**What is expected**
Pull every line from the records below and reproduce each one verbatim, in its original order.

**Exercise material**
....................

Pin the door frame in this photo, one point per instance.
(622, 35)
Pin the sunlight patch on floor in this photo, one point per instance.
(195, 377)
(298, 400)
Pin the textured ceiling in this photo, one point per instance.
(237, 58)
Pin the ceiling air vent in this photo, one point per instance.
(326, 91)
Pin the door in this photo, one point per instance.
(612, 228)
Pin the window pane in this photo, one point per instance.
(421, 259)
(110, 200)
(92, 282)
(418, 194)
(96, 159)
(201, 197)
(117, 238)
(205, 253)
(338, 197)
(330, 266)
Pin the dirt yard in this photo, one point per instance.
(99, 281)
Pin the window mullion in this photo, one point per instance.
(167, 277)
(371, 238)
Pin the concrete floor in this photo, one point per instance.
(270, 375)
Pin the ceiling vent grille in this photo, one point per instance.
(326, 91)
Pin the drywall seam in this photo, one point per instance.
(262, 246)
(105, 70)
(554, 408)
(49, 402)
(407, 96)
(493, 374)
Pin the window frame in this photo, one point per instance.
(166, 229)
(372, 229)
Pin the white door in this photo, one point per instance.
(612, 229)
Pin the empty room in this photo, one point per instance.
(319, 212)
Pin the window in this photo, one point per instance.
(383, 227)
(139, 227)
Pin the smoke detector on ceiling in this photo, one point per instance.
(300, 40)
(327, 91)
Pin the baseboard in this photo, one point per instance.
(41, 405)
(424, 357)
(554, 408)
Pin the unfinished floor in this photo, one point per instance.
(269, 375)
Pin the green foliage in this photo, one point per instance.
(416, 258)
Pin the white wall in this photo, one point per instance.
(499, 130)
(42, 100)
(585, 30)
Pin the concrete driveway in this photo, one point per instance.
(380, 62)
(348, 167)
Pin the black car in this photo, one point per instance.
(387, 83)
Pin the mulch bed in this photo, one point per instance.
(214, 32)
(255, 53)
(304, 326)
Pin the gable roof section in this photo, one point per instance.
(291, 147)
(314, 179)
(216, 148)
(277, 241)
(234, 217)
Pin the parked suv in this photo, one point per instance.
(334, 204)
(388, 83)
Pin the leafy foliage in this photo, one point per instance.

....................

**Result for this task**
Pin the door frame in this photo, one point per instance.
(622, 35)
Pin the sunlight patch on floor in this photo, one point per instance.
(195, 377)
(298, 400)
Pin the textured ceiling in this photo, one point per instance.
(237, 58)
Pin the ceiling air vent in this photo, one point per instance.
(326, 91)
Pin the door in this photo, one point per instance.
(612, 228)
Pin the window pane in this photo, one point per instance.
(421, 259)
(110, 200)
(92, 282)
(418, 194)
(96, 159)
(201, 197)
(117, 238)
(205, 253)
(338, 197)
(330, 266)
Pin the dirt yard in this photo, one point per instance.
(99, 281)
Pin the window mullion in this photo, one point per instance.
(167, 277)
(371, 238)
Pin the concrete floor in this photo, one point per instance.
(270, 375)
Pin the ceiling vent grille in this photo, one point per instance.
(326, 91)
Pin the drywall seam in this photo, one point per instance.
(262, 246)
(105, 70)
(554, 408)
(49, 402)
(407, 96)
(493, 374)
Pin the window frame in this photo, one point per instance.
(166, 229)
(372, 229)
Pin the white door in this photo, one point per instance.
(612, 229)
Pin the empty room in this photo, one point per instance.
(319, 212)
Pin the window in this photo, one point per instance.
(383, 227)
(139, 227)
Pin the smoke detector on ceiling in this photo, one point per instance.
(300, 40)
(327, 91)
Pin the baseboard in this photo, one point per instance.
(41, 405)
(424, 357)
(554, 408)
Pin the unfinished floor in this photo, one point per instance.
(269, 375)
Pin the green foliage in this photo, one point per instance.
(416, 258)
Pin the white wall in this photo, one point per instance.
(499, 130)
(42, 100)
(585, 30)
Pin the concrete driveway in this photo, one point per instance.
(380, 62)
(348, 167)
Pin the black car in this photo, one point per instance.
(387, 83)
Pin the mulch bed in this photo, one point per instance.
(214, 32)
(255, 53)
(304, 326)
Pin the gable roof section in this photo, one point per instance.
(291, 147)
(314, 179)
(216, 148)
(277, 241)
(234, 217)
Pin the parked suv in this photo, one point per instance.
(334, 204)
(388, 83)
Pin the leafy foliage in this photo, one point per instance.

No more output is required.